** Provided information **

·····

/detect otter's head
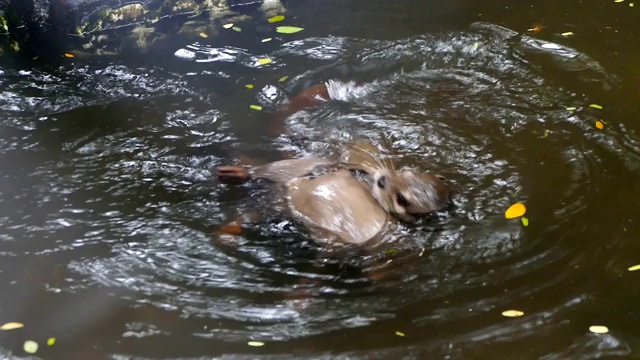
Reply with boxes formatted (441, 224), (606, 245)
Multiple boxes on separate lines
(372, 170), (451, 221)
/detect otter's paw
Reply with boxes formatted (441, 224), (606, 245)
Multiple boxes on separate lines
(216, 166), (251, 183)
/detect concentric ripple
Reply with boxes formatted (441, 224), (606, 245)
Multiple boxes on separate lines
(0, 24), (639, 359)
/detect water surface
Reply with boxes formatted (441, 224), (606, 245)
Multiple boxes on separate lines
(0, 0), (640, 359)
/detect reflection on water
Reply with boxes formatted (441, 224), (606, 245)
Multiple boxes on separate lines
(0, 7), (638, 359)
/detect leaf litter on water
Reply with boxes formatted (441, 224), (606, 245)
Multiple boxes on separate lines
(22, 340), (38, 354)
(0, 322), (24, 330)
(276, 26), (304, 34)
(589, 325), (609, 334)
(627, 264), (640, 271)
(504, 202), (527, 219)
(258, 58), (273, 65)
(502, 310), (524, 317)
(267, 15), (284, 23)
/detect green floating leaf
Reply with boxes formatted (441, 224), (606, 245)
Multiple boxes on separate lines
(22, 340), (38, 354)
(267, 15), (284, 23)
(627, 264), (640, 271)
(276, 26), (304, 34)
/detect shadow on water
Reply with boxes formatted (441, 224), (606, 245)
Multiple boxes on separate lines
(0, 1), (640, 359)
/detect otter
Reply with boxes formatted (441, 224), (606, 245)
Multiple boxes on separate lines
(268, 79), (364, 136)
(340, 141), (453, 222)
(216, 142), (450, 244)
(216, 158), (392, 245)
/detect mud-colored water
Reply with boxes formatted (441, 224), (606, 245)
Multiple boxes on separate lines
(0, 0), (640, 359)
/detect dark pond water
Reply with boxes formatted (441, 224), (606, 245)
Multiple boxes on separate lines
(0, 0), (640, 359)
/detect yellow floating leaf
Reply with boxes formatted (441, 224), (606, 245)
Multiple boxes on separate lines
(276, 26), (304, 34)
(504, 203), (527, 219)
(267, 15), (284, 23)
(22, 340), (38, 354)
(258, 58), (273, 65)
(0, 322), (24, 330)
(589, 325), (609, 334)
(502, 310), (524, 317)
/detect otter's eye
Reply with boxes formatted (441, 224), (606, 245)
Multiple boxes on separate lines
(396, 193), (409, 207)
(378, 176), (387, 189)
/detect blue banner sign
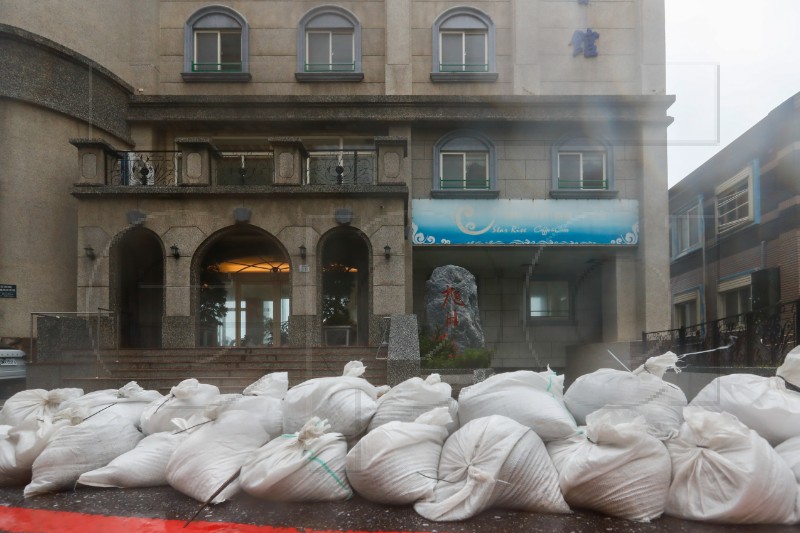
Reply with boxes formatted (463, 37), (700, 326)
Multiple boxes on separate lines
(411, 200), (639, 246)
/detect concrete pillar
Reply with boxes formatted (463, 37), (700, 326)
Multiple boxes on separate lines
(175, 138), (220, 186)
(375, 137), (411, 186)
(69, 139), (116, 185)
(267, 137), (308, 185)
(384, 0), (412, 95)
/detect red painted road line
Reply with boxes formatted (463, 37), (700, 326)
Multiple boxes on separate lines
(0, 507), (418, 533)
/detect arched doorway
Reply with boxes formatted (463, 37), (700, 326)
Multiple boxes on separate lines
(320, 229), (370, 345)
(197, 227), (291, 346)
(113, 228), (164, 348)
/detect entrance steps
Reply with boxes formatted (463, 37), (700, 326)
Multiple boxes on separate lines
(43, 346), (386, 394)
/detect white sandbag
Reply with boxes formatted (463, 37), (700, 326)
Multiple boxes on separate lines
(775, 437), (800, 483)
(166, 410), (270, 503)
(458, 370), (578, 442)
(367, 374), (458, 433)
(0, 416), (70, 487)
(689, 374), (800, 446)
(78, 417), (207, 488)
(414, 415), (569, 521)
(666, 407), (797, 524)
(347, 407), (452, 505)
(547, 409), (672, 522)
(139, 378), (219, 435)
(0, 389), (83, 426)
(205, 394), (283, 436)
(564, 352), (687, 439)
(283, 361), (377, 445)
(239, 417), (353, 502)
(61, 381), (163, 427)
(242, 372), (289, 400)
(24, 416), (142, 498)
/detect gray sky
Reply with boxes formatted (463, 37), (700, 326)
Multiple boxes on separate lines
(665, 0), (800, 186)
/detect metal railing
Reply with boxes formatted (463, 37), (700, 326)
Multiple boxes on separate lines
(642, 300), (800, 367)
(108, 151), (180, 187)
(306, 150), (377, 185)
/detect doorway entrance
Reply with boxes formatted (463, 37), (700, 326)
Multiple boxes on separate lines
(198, 228), (291, 347)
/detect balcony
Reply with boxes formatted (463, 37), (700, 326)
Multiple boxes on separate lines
(70, 137), (410, 193)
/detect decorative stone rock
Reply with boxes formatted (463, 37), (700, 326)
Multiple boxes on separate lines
(425, 265), (484, 350)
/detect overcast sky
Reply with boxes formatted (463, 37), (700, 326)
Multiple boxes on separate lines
(665, 0), (800, 186)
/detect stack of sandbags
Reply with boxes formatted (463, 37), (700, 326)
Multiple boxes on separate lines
(78, 417), (205, 488)
(0, 389), (83, 426)
(547, 409), (672, 522)
(239, 417), (353, 502)
(564, 352), (687, 439)
(347, 407), (452, 505)
(205, 372), (289, 436)
(166, 410), (271, 503)
(0, 416), (70, 487)
(458, 370), (578, 442)
(24, 411), (142, 498)
(367, 374), (458, 433)
(61, 381), (163, 427)
(139, 378), (219, 435)
(414, 415), (569, 521)
(666, 407), (797, 524)
(283, 361), (378, 446)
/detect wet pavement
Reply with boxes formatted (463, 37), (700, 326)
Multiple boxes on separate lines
(0, 487), (798, 533)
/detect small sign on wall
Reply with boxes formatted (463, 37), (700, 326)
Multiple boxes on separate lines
(0, 283), (17, 298)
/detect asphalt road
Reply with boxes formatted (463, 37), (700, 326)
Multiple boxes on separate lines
(0, 487), (798, 533)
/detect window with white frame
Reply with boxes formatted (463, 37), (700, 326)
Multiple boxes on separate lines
(550, 137), (616, 198)
(182, 6), (250, 81)
(717, 274), (752, 318)
(671, 204), (703, 257)
(715, 167), (754, 235)
(431, 7), (497, 81)
(434, 131), (495, 191)
(528, 281), (570, 320)
(672, 290), (700, 328)
(296, 6), (364, 81)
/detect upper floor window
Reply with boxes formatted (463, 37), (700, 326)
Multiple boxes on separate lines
(182, 6), (250, 81)
(670, 202), (703, 257)
(431, 7), (497, 82)
(433, 131), (497, 196)
(715, 166), (755, 235)
(551, 137), (616, 197)
(295, 6), (364, 82)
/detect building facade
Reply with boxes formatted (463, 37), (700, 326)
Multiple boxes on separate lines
(0, 0), (672, 367)
(669, 95), (800, 328)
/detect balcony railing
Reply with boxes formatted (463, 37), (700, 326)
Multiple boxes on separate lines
(642, 300), (800, 367)
(306, 151), (376, 185)
(108, 152), (180, 187)
(214, 152), (275, 185)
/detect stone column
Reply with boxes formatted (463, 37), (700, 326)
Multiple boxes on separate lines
(69, 139), (117, 185)
(175, 137), (220, 186)
(267, 137), (308, 185)
(375, 137), (411, 186)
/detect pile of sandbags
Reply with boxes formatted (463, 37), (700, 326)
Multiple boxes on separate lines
(564, 352), (687, 439)
(347, 407), (452, 505)
(458, 370), (577, 442)
(547, 409), (672, 522)
(414, 415), (569, 521)
(666, 407), (798, 524)
(239, 417), (353, 502)
(283, 361), (378, 446)
(367, 374), (458, 433)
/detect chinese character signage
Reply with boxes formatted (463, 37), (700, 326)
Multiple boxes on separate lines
(412, 200), (639, 246)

·····

Copy out the stretch from the start of the material through the line that contains "(378, 176), (387, 189)", shifting every coordinate in the answer boxes up by 80 and leaving all other text unchanged, including the sample format coordinates. Leave the pictures out of your answer.

** Answer to this task **
/detect otter's head
Reply with boxes formatted (441, 224), (606, 245)
Multiple boxes on separate lines
(452, 250), (531, 301)
/detect otter's paw
Reply with boxes formatted (441, 224), (606, 245)
Multiple boxes on separate lines
(296, 246), (331, 263)
/detect concentric ripple
Reply with boxes formatted (441, 224), (606, 245)
Multiple boxes on separate lines
(80, 104), (719, 439)
/detect water surface
Reply with boxes formatted (441, 224), (606, 245)
Multiple boxes on separate lines
(80, 80), (720, 439)
/detect reflection on water
Reply with boxes formatted (441, 224), (606, 245)
Multiple boxes on separate lines
(80, 87), (718, 439)
/detect leaf litter on water
Reply with boxes formatted (441, 224), (606, 245)
Multiple boxes on separate lines
(102, 420), (118, 434)
(80, 402), (104, 410)
(356, 106), (384, 114)
(669, 405), (689, 414)
(707, 344), (720, 351)
(584, 282), (607, 299)
(338, 138), (353, 145)
(582, 390), (604, 397)
(347, 95), (364, 103)
/detect green floating leaf
Reply with boxes formatted (441, 224), (606, 245)
Multiple boxes on separate lines
(102, 420), (118, 434)
(347, 95), (364, 103)
(707, 344), (720, 351)
(356, 106), (384, 114)
/detect shadow on water
Reply with boxes formatted (441, 224), (606, 245)
Multiple boxes on separate lines
(80, 81), (720, 439)
/detect otter
Reply with boxes formatted (441, 224), (606, 245)
Multiple boxes on separate lines
(348, 159), (444, 216)
(420, 221), (533, 302)
(296, 222), (530, 324)
(296, 238), (472, 325)
/detect mud-colored water
Reply with boxes formatted (441, 224), (606, 245)
Multiple boxes on separate lines
(80, 80), (720, 439)
/detect dark pond water
Reply with boxes formatted (441, 224), (606, 245)
Multiple boxes on separate lines
(80, 80), (720, 439)
/detect yellow floating leaf
Reply with boxes formatted (441, 224), (606, 245)
Multiple boxes on separate lines
(356, 106), (384, 114)
(584, 283), (607, 299)
(347, 95), (364, 103)
(102, 420), (118, 434)
(338, 138), (353, 145)
(80, 402), (104, 410)
(669, 405), (689, 414)
(582, 390), (604, 397)
/detect otter's eye
Reply with boxes formatted (441, 224), (606, 245)
Multiple boxes on separate lines
(476, 273), (489, 287)
(458, 256), (467, 269)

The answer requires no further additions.